**本文**
---------------

ダンボールボートで海岸

ダンボールボートで海岸  
著者名:千頭ひなた
発行年:2004
出版社:集英社
価格 :1300円


<あらすじ>
主人公のアオイは、ただひとりの肉親である母親が男と蒸発したために、大学を休学しフリーターをしながら何とか生活している。そこへ自称アーティストの友人であるハナが転がり込み、二人は共同生活を始めることとなる。さらに、アオイは女装癖のサラリーマンであるクロと知り合い、彼もまたアオイの家に入り浸るようになる。だが、記憶にないが確かな感触として存在する「海岸」を思い浮かべることだけに縋りながら日常をやり過ごしているアオイにとっては彼らの存在もまた・・・。

えーと、典型的なイマドキの小説ですね。
ジャンクな固有名詞を散りばめた軽い文体に、周囲との疎外というか、関係の中での生きづらさみたいなテーマ。ここでもまた、生きることの実感のなさなんてものが扱われているわけ。

---------------

収集したデータ項目
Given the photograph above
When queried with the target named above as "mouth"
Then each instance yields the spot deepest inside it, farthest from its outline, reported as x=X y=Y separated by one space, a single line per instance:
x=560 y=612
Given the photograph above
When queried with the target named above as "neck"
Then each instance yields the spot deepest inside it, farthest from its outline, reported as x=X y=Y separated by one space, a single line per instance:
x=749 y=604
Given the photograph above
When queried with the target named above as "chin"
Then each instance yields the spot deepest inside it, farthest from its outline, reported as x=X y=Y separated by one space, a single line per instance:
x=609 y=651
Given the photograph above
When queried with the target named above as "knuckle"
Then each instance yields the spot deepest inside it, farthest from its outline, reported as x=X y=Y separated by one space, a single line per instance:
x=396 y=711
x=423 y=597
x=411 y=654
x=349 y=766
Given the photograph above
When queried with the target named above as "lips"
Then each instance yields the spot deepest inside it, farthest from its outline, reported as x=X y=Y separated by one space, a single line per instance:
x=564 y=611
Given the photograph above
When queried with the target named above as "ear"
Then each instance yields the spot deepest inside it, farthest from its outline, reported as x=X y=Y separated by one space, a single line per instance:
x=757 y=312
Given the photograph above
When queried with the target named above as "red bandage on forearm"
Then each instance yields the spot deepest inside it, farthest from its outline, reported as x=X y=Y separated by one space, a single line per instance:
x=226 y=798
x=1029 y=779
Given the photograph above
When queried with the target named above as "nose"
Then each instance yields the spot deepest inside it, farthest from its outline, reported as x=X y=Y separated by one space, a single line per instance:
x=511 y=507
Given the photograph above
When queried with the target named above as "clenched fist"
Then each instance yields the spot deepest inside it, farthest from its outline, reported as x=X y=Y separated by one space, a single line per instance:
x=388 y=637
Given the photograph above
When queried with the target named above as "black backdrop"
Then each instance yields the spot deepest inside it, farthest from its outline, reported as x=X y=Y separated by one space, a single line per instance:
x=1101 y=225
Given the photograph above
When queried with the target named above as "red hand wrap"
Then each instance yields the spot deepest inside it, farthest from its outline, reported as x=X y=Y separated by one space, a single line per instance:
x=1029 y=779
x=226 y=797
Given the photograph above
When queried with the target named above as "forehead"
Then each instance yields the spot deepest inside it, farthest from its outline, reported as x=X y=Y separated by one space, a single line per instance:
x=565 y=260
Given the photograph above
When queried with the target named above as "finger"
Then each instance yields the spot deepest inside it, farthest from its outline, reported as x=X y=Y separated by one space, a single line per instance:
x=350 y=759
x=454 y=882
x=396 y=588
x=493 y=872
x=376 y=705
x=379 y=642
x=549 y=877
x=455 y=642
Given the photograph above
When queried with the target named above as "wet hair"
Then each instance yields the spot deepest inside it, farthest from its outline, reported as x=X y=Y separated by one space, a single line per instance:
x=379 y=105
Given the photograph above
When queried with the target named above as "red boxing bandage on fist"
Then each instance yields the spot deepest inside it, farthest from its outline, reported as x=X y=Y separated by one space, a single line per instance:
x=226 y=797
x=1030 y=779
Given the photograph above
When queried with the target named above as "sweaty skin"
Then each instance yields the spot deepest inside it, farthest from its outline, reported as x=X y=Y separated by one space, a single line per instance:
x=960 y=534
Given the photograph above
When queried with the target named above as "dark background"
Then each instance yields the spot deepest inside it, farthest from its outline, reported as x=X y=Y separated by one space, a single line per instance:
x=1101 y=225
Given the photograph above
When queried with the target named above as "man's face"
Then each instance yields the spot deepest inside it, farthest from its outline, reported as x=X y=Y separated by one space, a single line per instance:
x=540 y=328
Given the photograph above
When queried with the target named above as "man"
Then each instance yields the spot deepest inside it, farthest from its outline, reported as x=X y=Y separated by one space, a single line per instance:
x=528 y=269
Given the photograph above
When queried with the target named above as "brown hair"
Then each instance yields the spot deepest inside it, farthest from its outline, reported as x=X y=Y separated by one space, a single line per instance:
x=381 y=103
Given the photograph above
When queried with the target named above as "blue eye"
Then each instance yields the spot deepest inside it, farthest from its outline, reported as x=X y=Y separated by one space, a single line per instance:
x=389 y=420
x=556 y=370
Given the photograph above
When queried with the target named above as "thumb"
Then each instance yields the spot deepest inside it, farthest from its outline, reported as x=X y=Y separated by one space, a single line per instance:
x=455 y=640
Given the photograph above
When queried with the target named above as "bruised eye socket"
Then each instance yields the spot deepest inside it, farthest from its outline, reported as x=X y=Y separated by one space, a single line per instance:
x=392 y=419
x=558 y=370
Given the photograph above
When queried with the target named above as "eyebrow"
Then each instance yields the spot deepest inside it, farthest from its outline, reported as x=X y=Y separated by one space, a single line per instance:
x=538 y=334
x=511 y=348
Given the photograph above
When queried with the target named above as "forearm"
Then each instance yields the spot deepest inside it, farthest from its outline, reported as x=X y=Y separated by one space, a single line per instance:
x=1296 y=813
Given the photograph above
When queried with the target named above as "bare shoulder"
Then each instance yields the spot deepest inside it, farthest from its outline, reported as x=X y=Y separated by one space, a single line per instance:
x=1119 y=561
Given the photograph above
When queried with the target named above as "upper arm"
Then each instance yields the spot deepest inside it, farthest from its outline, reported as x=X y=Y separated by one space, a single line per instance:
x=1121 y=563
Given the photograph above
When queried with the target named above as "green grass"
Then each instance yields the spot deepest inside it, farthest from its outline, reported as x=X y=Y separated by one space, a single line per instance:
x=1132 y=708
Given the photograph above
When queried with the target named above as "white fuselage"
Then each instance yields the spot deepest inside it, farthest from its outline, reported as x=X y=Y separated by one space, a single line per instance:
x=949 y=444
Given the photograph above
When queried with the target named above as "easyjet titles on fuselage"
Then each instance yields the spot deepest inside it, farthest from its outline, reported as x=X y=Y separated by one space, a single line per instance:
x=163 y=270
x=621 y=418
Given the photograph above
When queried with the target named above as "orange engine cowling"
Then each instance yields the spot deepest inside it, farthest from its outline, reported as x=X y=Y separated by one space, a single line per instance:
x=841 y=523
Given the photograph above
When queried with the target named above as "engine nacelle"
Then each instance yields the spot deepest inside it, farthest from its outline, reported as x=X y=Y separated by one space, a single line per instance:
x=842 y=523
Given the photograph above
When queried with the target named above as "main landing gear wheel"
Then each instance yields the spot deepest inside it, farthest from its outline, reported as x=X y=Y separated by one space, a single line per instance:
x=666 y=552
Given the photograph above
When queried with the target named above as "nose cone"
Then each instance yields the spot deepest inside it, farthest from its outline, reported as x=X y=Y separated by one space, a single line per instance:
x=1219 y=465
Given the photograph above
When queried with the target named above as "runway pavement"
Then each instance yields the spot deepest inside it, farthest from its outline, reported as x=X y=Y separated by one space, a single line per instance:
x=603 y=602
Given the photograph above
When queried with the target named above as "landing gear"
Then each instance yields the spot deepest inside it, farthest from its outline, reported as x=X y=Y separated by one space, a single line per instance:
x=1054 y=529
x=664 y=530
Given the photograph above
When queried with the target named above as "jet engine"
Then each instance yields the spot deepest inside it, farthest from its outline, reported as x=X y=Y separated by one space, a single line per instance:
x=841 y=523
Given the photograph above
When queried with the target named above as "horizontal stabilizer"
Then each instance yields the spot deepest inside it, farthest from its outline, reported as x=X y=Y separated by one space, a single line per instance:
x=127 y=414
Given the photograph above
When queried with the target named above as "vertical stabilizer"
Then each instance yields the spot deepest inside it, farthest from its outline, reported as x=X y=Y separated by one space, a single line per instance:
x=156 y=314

---------------

**練習問題**
**1.** 本文の書評を2文で要約しなさい。
**2.** データの冒頭から"x=511 y=507"を含む行までの範囲を、列名を「入力」と「出力」とする2列のCSVに書き直しなさい。入力と出力の組ごとに1行とし、それぞれを引用符で囲んだ1つのフィールドに収め、改行は空白に置き換えること。
本文とデータは互いに関係のない別々の資料です。

**解答**
**1.** 千頭ひなた『ダンボールボートで海岸』では、母親が男と蒸発したため大学を休学してフリーターとして暮らすアオイのもとに、自称アーティストのハナと女装癖のサラリーマンのクロが入り浸るようになる。評者はこの作品を、軽い文体で周囲との疎外や生きることの実感のなさを扱った典型的なイマドキの小説だとしている。

**2.**
入力,出力
"Given the photograph above When queried with the target named above as ""mouth"" Then each instance yields the spot deepest inside it, farthest from its outline, reported as x=X y=Y separated by one space, a single line per instance:","x=560 y=612"
"Given the photograph above When queried with the target named above as ""neck"" Then each instance yields the spot deepest inside it, farthest from its outline, reported as x=X y=Y separated by one space, a single line per instance:","x=749 y=604"
"Given the photograph above When queried with the target named above as ""chin"" Then each instance yields the spot deepest inside it, farthest from its outline, reported as x=X y=Y separated by one space, a single line per instance:","x=609 y=651"
"Given the photograph above When queried with the target named above as ""knuckle"" Then each instance yields the spot deepest inside it, farthest from its outline, reported as x=X y=Y separated by one space, a single line per instance:","x=396 y=711 x=423 y=597 x=411 y=654 x=349 y=766"
"Given the photograph above When queried with the target named above as ""lips"" Then each instance yields the spot deepest inside it, farthest from its outline, reported as x=X y=Y separated by one space, a single line per instance:","x=564 y=611"
"Given the photograph above When queried with the target named above as ""ear"" Then each instance yields the spot deepest inside it, farthest from its outline, reported as x=X y=Y separated by one space, a single line per instance:","x=757 y=312"
"Given the photograph above When queried with the target named above as ""red bandage on forearm"" Then each instance yields the spot deepest inside it, farthest from its outline, reported as x=X y=Y separated by one space, a single line per instance:","x=226 y=798 x=1029 y=779"
"Given the photograph above When queried with the target named above as ""nose"" Then each instance yields the spot deepest inside it, farthest from its outline, reported as x=X y=Y separated by one space, a single line per instance:","x=511 y=507"